» **Source document**:
━━━━━━━━
Connecticut Superior Court Judge
- Incumbent
- Assumed office April 1, 2013
- Appointed by: Dannel P. Malloy

Connecticut State Senate
- In office 2000–2012
- Preceded by: M. Adela Eads
- Succeeded by: Clark Chapin

Member of the Connecticut House of Representatives from the 64th district
- In office 1994–2000
- Preceded by: Mary Ann O'Sullivan
- Succeeded by: Roberta Willis

Personal details
- Born: Andrew W. Roraback March 29, 1960 (age 66) Torrington, Connecticut, U.S.
- Party: Republican
- Education: University of Virginia Law School Yale University Hotchkiss School
- Profession: Attorney

= Andrew Roraback =

American politician (born 1960)

Andrew W. Roraback (born March 29, 1960) is an American politician from Connecticut. He has served in both the Connecticut House of Representatives and the Connecticut State Senate, representing the Republican Party. As a legislator, he was a social moderate and a fiscal conservative. He never missed a roll call vote during his eighteen years in the General Assembly, earning the nickname "the Cal Ripken of the Senate." He became a judge of the Connecticut Superior Court in 2013.

==Early life==
Roraback was born in Torrington, Connecticut. His father, Charlie Roraback, is an attorney with Roraback and Roraback, a law firm that was founded by his great-grandfather in 1883. His great-grandfather, Willard Andrew Roraback, was an attorney and a member of the Connecticut House of Representatives. His cousin was attorney Catherine Roraback.

Roraback attended public schools in Torrington and in Litchfield. For high school, he attended the Hotchkiss School, graduating in 1978. He graduated with a B.A. cum laude from Yale University in 1983, where he was a member of the fraternity St. Anthony Hall. In 1987, he earned a J.D. from the University of Virginia Law School.

== Career ==
After law school, Roraback joined the law firm of Wiggin and Dana in New Haven, Connecticut. In 1988, he returned to Torrington to work with his father, his brother Chip, and his sister Margaret as a partner in the family law firm of Roraback and Roraback. This firm specializes in estates, real estate, and trusts.

In 1994, he also became the town attorney for Harwinton, Connecticut. Roraback had to resign from the family law practice when he was appointed to the Connecticut Superior Court in 2013.

In January 2013, Governor Dannel P. Malloy appointed Roraback to an eight-year term as a Connecticut Superior Court Judge. He was confirmed by the General Assembly on March 6 and was sworn into office on April 1, 2013. He starting salary as a judge was $146,780 a year.

Roraback currently serves in the Civil Division of the Waterbury Judicial District. He says, "As a judge, I often now see how legislation I had a hand in crafting plays out in real life. In addition, much of my current work centers on trying to find common ground among parties as they struggle to resolve their disputes. While I do preside over a good number of trials, I find my most satisfying work to be leading parties in conflict to mediated settlements, and my work as a legislator has given me many skills that are helpful in this process."
━━━━━━━━
According to the article about Andrew Roraback, which law firm did he join right after law school? The data that follows is separate material, unrelated to the article about Andrew Roraback.

» **Dataset section**:
━━━━━━━━
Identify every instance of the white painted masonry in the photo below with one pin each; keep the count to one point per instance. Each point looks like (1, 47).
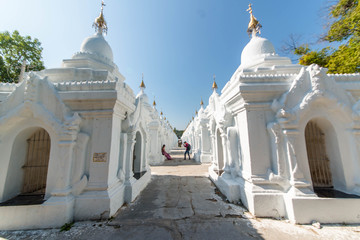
━━━━━━━━
» **Correct result**:
Wiggin and Dana in New Haven, Connecticut.